Exercise instructions:
Give back the line where "Put one point on every instance of the ceiling fan in" appears and all the lines after it until the listing ends, unchanged and with nothing else.

==================================================

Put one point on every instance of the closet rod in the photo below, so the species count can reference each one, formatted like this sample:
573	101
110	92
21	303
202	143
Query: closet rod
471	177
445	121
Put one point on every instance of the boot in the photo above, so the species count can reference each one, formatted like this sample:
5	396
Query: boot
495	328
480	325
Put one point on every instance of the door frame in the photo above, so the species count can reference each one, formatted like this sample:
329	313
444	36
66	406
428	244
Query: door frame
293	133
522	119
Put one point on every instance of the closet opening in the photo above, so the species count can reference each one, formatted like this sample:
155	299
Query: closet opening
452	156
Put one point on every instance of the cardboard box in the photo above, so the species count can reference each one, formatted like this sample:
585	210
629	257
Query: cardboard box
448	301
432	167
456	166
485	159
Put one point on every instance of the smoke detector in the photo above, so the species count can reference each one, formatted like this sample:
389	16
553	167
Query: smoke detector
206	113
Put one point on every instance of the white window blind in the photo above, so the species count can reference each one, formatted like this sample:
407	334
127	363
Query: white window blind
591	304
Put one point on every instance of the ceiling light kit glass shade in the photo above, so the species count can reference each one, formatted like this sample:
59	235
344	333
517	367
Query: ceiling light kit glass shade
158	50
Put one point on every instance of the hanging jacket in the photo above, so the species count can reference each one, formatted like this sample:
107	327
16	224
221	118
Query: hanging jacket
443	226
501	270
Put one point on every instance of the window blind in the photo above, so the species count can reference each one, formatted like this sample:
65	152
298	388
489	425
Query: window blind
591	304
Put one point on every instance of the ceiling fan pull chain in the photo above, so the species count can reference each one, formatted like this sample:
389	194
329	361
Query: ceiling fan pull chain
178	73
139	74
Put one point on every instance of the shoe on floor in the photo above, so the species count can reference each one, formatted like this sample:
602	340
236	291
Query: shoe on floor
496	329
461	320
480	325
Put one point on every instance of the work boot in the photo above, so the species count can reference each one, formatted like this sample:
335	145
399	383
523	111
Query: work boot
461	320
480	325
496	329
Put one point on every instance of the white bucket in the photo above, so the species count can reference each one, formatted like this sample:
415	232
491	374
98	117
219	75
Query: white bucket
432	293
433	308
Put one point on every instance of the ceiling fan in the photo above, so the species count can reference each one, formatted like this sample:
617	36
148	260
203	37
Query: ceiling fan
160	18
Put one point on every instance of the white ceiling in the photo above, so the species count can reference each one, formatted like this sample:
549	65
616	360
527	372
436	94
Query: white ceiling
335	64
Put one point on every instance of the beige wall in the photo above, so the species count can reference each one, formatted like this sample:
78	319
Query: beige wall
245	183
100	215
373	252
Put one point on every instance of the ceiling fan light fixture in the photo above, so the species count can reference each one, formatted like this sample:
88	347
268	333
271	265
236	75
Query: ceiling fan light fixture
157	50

==================================================

Expected answer:
Put one point on every instance of the ceiling fan in the photo above, so the species count can reference each one, formatted like this sample:
617	36
148	260
203	37
Query: ceiling fan
160	18
Put one point on every instance of the white ceiling in the photo above, so the species count can reference each one, formatted like this sample:
549	65
616	360
527	372
436	94
Query: white ceiling
335	64
Put one point on every instance of the beige wall in the photo above, so the species count can reference each one, formatted like this sample:
78	319
Query: beige wall
245	183
100	215
373	252
Put one point on every instance of the ceiling fan light fixture in the photo above, so the species count can reference each one, formatted like this sample:
88	347
268	333
271	265
236	75
Query: ceiling fan light fixture
157	50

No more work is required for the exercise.